GIVEN INSTRUCTION. Print the part of the entries that opens with the line containing "Target: sky" and closes with the line containing "19L243 14L252 12L256", reproducing those lines exactly.

Picture shape labeling entries:
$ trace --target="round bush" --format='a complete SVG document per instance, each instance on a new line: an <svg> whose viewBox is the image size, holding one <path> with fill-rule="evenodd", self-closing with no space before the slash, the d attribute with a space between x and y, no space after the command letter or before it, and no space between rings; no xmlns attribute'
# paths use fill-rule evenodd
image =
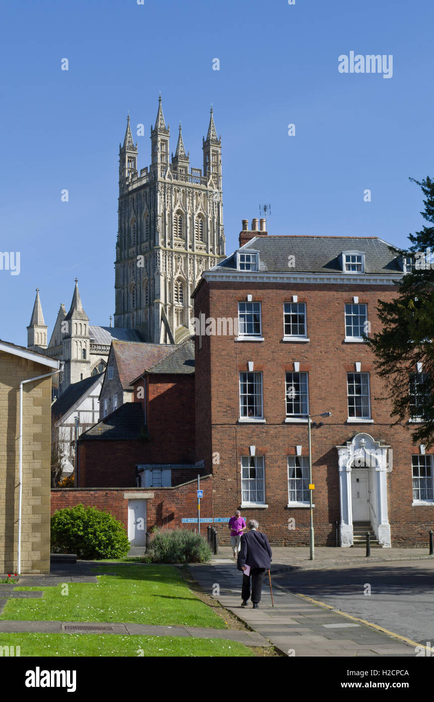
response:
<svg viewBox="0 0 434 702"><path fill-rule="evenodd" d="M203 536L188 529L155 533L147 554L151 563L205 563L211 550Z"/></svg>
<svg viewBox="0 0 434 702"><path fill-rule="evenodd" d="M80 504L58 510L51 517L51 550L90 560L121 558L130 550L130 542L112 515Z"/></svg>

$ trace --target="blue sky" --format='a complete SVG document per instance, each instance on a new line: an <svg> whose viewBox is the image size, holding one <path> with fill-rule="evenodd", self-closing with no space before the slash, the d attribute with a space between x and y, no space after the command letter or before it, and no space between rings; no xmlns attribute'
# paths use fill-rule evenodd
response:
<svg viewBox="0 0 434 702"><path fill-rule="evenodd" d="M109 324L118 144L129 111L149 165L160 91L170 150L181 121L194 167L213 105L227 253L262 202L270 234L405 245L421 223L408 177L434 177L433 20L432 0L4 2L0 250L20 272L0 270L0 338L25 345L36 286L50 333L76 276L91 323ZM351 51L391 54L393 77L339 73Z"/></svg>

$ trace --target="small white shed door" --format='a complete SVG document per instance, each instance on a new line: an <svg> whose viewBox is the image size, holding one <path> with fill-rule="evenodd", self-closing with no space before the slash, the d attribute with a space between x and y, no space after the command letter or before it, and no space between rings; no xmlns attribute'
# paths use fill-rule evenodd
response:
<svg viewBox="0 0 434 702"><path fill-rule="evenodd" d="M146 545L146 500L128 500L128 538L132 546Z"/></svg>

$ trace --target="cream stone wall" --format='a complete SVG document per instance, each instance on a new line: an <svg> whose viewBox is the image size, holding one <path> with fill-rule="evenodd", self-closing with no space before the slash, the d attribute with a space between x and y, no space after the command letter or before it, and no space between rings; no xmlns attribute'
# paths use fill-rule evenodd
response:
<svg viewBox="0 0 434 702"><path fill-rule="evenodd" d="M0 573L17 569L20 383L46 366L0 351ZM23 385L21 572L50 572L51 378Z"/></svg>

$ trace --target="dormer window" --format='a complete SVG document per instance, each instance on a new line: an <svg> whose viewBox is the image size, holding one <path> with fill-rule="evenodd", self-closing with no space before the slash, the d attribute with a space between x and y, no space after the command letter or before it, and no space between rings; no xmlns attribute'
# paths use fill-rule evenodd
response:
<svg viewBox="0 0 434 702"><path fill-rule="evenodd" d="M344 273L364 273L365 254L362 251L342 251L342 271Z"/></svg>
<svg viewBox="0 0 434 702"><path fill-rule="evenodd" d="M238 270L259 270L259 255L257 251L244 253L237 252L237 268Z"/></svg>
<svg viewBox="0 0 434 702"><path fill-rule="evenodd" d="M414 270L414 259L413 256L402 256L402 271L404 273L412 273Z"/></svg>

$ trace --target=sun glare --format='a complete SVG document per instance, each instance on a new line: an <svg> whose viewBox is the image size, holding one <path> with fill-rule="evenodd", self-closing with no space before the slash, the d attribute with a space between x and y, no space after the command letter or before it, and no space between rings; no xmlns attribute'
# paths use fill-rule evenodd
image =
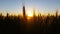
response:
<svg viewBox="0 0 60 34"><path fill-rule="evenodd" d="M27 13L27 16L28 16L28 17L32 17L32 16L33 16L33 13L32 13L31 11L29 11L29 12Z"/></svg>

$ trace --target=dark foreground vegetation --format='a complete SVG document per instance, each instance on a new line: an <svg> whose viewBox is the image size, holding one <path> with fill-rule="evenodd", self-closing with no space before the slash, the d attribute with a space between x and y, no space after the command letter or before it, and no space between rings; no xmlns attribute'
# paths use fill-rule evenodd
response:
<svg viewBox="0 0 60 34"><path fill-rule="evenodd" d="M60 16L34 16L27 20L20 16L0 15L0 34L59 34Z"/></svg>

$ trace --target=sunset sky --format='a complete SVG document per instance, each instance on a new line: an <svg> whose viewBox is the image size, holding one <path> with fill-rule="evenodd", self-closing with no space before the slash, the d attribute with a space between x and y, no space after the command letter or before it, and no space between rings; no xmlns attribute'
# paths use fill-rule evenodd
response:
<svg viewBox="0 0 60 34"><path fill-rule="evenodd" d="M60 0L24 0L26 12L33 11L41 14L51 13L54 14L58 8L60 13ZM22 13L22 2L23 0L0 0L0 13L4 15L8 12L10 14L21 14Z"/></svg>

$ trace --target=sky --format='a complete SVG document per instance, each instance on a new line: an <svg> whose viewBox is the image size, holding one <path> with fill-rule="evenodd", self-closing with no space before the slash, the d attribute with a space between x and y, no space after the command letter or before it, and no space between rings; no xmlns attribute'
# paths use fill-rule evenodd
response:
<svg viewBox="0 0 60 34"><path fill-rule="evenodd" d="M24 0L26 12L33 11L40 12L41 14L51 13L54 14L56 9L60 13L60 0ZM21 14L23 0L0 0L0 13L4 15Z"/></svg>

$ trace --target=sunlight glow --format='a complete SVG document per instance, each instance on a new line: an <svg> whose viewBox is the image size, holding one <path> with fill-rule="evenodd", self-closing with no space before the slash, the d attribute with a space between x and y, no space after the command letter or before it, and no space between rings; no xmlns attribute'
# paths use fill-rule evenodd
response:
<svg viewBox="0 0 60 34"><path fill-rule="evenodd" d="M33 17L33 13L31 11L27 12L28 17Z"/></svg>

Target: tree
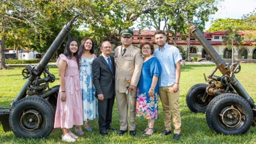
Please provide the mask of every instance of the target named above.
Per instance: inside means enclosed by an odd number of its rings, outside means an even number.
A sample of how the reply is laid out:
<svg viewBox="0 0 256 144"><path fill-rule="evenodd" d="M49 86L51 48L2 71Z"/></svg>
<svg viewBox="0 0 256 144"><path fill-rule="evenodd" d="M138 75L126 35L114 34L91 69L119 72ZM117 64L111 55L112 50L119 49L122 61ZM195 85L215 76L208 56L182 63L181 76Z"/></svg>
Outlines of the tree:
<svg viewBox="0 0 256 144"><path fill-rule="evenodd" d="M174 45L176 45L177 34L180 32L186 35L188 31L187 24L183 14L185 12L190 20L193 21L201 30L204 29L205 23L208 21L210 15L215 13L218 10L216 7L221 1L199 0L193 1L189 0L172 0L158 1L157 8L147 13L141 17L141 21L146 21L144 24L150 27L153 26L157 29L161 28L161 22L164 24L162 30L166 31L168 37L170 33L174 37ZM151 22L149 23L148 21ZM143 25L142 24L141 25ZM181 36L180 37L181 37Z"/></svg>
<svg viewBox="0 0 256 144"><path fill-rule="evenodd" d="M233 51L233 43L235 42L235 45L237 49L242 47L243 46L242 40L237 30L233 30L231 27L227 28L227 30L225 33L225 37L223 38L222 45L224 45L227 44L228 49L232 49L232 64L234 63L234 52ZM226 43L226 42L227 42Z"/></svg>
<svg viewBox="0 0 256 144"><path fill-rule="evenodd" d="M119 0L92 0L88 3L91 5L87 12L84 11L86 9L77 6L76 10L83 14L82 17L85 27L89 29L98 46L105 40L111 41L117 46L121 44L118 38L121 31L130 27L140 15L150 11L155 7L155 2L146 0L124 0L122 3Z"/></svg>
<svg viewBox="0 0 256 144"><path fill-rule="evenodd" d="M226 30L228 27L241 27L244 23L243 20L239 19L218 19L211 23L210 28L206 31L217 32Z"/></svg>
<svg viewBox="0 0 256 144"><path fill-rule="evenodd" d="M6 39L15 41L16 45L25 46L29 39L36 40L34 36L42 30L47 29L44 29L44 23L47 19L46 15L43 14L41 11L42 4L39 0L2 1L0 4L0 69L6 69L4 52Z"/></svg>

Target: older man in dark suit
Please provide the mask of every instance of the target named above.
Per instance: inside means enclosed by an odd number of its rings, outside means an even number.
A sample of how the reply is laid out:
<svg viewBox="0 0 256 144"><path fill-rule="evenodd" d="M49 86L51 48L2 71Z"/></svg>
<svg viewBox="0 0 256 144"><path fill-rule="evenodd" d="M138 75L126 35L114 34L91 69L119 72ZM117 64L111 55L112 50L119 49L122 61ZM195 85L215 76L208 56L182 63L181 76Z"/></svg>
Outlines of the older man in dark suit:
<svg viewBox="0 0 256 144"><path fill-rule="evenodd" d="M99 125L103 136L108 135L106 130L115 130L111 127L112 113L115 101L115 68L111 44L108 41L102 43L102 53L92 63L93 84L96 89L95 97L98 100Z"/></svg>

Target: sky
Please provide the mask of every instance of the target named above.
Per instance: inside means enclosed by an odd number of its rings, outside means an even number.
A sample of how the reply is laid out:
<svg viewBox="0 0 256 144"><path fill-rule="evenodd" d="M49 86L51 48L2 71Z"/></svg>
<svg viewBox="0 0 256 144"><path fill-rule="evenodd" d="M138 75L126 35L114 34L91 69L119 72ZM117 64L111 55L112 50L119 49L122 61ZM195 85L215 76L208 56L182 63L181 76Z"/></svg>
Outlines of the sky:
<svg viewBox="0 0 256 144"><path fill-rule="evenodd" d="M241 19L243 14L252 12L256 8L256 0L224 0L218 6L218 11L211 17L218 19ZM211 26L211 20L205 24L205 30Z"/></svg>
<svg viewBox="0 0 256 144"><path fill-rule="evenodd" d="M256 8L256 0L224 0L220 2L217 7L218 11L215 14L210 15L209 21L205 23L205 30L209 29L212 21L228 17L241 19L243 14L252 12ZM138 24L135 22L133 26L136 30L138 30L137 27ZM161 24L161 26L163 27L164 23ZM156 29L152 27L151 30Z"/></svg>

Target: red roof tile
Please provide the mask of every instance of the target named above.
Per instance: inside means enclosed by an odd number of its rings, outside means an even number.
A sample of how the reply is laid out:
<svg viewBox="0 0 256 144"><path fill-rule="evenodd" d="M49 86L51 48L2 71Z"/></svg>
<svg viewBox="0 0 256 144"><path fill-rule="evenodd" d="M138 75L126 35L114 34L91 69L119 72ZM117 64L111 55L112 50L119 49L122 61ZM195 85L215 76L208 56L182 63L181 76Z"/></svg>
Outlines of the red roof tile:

RESULT OF THE EXERCISE.
Target: sky
Please provide the mask of every instance of the target named above.
Per instance: inside means enclosed by an odd number of its rings, outside means an even number.
A sample of how the reply is laid out:
<svg viewBox="0 0 256 144"><path fill-rule="evenodd" d="M49 86L51 48L2 71Z"/></svg>
<svg viewBox="0 0 256 144"><path fill-rule="evenodd" d="M138 75L126 35L114 34L91 69L119 72ZM117 64L111 55L112 50L119 49L122 61ZM195 85L215 76L208 56L182 63L181 76Z"/></svg>
Outlines of the sky:
<svg viewBox="0 0 256 144"><path fill-rule="evenodd" d="M241 19L243 14L252 12L256 8L256 0L224 0L218 6L218 11L211 17L218 19ZM211 26L211 20L205 24L205 30Z"/></svg>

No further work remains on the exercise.